TASK TO CARRY OUT. Every line in the listing is to be echoed verbatim.

=== TASK DATA ===

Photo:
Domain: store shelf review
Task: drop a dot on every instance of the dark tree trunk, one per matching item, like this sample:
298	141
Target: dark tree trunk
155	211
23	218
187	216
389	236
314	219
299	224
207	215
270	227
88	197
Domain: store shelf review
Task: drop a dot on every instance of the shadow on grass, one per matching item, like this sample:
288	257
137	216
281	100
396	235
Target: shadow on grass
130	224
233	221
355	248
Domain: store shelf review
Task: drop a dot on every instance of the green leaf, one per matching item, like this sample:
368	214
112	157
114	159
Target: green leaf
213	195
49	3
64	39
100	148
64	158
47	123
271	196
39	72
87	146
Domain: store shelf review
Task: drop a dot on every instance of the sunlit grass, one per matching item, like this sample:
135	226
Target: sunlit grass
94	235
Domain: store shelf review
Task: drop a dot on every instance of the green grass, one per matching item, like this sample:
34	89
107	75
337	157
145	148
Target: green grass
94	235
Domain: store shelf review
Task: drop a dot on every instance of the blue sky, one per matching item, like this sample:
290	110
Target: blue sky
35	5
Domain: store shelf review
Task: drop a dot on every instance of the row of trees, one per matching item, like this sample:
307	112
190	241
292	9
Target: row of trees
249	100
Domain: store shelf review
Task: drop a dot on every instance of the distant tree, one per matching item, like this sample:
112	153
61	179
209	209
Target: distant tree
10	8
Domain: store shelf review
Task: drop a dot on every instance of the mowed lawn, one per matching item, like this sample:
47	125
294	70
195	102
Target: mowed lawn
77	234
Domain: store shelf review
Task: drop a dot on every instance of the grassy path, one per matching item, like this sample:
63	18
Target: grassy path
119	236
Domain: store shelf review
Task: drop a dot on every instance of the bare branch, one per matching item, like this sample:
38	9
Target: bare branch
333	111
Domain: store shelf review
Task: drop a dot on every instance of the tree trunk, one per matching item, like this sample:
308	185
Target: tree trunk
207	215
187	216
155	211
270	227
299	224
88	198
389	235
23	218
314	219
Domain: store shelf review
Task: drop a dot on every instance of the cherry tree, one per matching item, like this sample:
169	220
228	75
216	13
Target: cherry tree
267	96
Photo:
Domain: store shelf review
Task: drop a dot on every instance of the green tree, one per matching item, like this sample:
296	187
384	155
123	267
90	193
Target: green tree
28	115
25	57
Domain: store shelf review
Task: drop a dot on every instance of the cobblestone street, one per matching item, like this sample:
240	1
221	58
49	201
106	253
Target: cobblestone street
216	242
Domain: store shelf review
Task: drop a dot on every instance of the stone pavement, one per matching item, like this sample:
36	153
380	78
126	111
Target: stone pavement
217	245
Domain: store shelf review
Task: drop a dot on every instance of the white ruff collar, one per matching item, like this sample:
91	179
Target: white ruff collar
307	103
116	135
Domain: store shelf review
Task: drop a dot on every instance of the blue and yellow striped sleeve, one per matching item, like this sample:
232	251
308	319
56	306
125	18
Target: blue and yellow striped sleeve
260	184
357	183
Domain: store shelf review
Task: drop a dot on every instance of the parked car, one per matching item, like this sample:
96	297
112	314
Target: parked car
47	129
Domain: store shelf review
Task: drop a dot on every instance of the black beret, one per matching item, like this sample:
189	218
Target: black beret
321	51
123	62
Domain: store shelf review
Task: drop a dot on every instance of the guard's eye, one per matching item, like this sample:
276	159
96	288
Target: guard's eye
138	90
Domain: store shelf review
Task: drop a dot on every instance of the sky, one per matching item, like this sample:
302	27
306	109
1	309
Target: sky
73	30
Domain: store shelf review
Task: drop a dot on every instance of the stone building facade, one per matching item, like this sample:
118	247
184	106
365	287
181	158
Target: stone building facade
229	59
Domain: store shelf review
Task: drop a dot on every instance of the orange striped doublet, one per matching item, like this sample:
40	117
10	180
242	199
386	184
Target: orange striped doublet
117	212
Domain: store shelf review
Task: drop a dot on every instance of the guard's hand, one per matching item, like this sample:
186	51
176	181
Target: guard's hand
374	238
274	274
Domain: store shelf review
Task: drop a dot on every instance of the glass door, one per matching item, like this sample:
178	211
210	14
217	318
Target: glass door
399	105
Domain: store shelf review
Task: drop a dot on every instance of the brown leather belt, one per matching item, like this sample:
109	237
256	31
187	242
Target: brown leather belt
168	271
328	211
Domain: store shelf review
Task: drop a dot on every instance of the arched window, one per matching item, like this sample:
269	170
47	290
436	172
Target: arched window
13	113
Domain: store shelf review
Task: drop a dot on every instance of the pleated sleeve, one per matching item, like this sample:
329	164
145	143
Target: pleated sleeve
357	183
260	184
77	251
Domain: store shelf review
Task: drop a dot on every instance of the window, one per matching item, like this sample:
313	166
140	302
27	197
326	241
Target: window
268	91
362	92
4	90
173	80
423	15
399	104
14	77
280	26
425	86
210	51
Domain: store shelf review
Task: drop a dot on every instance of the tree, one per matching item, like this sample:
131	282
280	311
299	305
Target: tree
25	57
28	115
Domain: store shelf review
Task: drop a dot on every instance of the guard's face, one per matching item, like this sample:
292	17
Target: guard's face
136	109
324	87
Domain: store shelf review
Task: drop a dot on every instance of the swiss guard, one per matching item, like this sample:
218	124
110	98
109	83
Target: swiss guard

===

WRITTEN RESPONSE.
Photo:
Domain: store shelf review
Task: drop a dot on every instance of the dark tree trunk, one per matching item, like this sample:
298	141
Target: dark tree trunk
155	211
23	218
187	216
389	236
314	219
299	224
207	215
270	227
88	197
Domain: store shelf review
Task: drop a dot on every instance of the shadow on grass, one per matching item, like this sample:
288	257
137	216
281	100
396	235
Target: shadow on grass
130	224
233	221
355	248
Domain: store shelf review
Task: drop a dot on every instance of the green leaf, one per matching item, like this sample:
368	214
112	157
114	159
Target: green leaf
213	195
49	3
64	39
100	148
64	158
47	123
271	196
39	72
87	146
Domain: store shelf review
Task: drop a dot on every instance of the sunlit grass, one per matching item, like this sample:
135	226
Target: sunlit grass
94	235
Domain: store shelf review
Task: drop a dot on every instance of the green grass, one per matching item, like this sample:
34	89
107	75
337	157
145	148
Target: green grass
94	235
Domain: store shelf review
Task: drop a dot on every instance of the blue sky, one per matching item, like this sample:
290	110
Target: blue sky
35	5
Domain: store shelf review
Task: drop a dot on every instance of the row of trees, one per matching item, like this sample:
307	112
190	241
292	9
Target: row of trees
249	100
Domain: store shelf review
Task: drop a dot on every instance of the distant tree, one per matching item, like this sample:
112	153
61	179
209	209
Target: distant tree
10	8
Domain: store shelf review
Task: drop a dot on every instance of the mowed lawn, one per matching item, like this sample:
47	125
294	70
195	102
Target: mowed lawn
77	234
Domain: store shelf review
Task: drop a dot on every instance of the grassy path, one per matching item, like this sample:
63	18
Target: grassy path
119	236
Domain: store shelf review
Task: drop a dot on every instance of the bare branch, one per matching item, like this sample:
38	9
Target: bare branch
333	111
Domain: store shelf review
Task: drop a dot on every instance of the tree trunk, one per matching item, like this sample:
308	185
Target: tree trunk
207	215
187	216
155	211
270	227
299	224
88	198
389	235
23	218
314	219
Domain: store shelf review
Task: drop a dot on every instance of the cherry tree, one per matching item, like this sample:
169	220
228	75
216	13
Target: cherry tree
267	96
Photo:
Domain: store shelf review
Task: drop a dot on every instance of the green tree, one per matching item, like this sample:
296	187
384	155
123	267
90	193
Target: green tree
28	115
25	57
Domain: store shelf review
Task: drop a dot on every instance of the cobblestone street, one per matching item, like this sample:
240	1
221	58
49	201
106	253
Target: cobblestone street
216	242
Domain: store shelf review
Task: drop a dot on every instance of the stone pavement, one per matching item, like this sample:
36	153
380	78
126	111
Target: stone pavement
217	245
Domain: store shelf review
Task: drop a dot on every instance of the white ruff collar, one per matching item, like this sample:
91	179
Target: white ruff collar
307	103
116	135
Domain: store shelf review
Task: drop a dot on every instance of the blue and yellow striped sleeve, one per matching item, like this sample:
232	251
308	319
56	306
125	18
Target: blue and yellow striped sleeve
260	184
357	183
Domain: store shelf review
Task: drop a dot on every instance of the parked car, one per matching item, like this sample:
96	297
112	314
Target: parked car
47	129
Domain: store shelf review
Task: drop a dot on every instance of the black beret, one per matching item, like this sample:
189	218
Target: black beret
321	51
123	62
Domain: store shelf review
Task: drop a dot on every instance of the guard's eye, one per matching item, like this sample:
276	159
96	288
Target: guard's eye
138	90
Domain: store shelf review
Task: drop a dot on every instance of the sky, one per matching item, like this sample:
302	27
306	109
1	309
Target: sky
73	30
Domain: store shelf review
Task: drop a dot on every instance of the stone building facade, one per matching item, like this sample:
118	247
184	106
365	287
181	158
Target: stone building facade
229	59
Domain: store shelf review
Task: drop a dot on every instance of the orange striped doublet, one per matching item, like this sample:
40	117
10	180
242	199
386	184
Target: orange striped doublet
117	212
Domain: store shelf review
Task: drop a dot on every instance of the guard's hand, one per matching item, like this sample:
186	51
176	181
Target: guard's hand
374	238
274	274
Domain: store shelf review
Task: drop a dot on every instance of the glass door, one per matching item, like this sample:
178	211
210	14
217	318
Target: glass door
399	105
Domain: store shelf review
Task: drop a dot on every instance of the brown leather belt, one per matching item, like this sample:
109	237
256	31
187	242
Target: brown leather belt
168	271
328	211
Domain: store shelf review
Task: drop a dot on every instance of the arched window, one per matching item, like this sample:
269	170
47	290
436	172
Target: arched window
13	113
Domain: store shelf review
Task: drop a dot on every instance of the pleated sleeve, one per matching item, like this sample:
329	164
145	143
Target: pleated sleeve
357	183
260	184
77	251
Domain: store shelf review
Task: drop a dot on every instance of the window, one per matching item, like this sample:
313	166
140	302
27	197
326	241
Target: window
268	91
362	92
4	90
173	80
423	15
399	104
14	77
280	26
425	86
210	51
Domain: store shelf review
Task: drop a dot on every instance of the tree, one per matching item, like this sample:
131	282
280	311
299	305
Target: tree
25	57
28	115
Domain: store shelf review
Task: drop a dot on every instance of the guard's face, one per matching item, like this sample:
292	17
Target: guard's face
136	109
324	87
Domain: store shelf review
Task: drop a dot on every instance of the swiss guard, one per matching item, like this sample:
218	124
110	98
109	83
Target: swiss guard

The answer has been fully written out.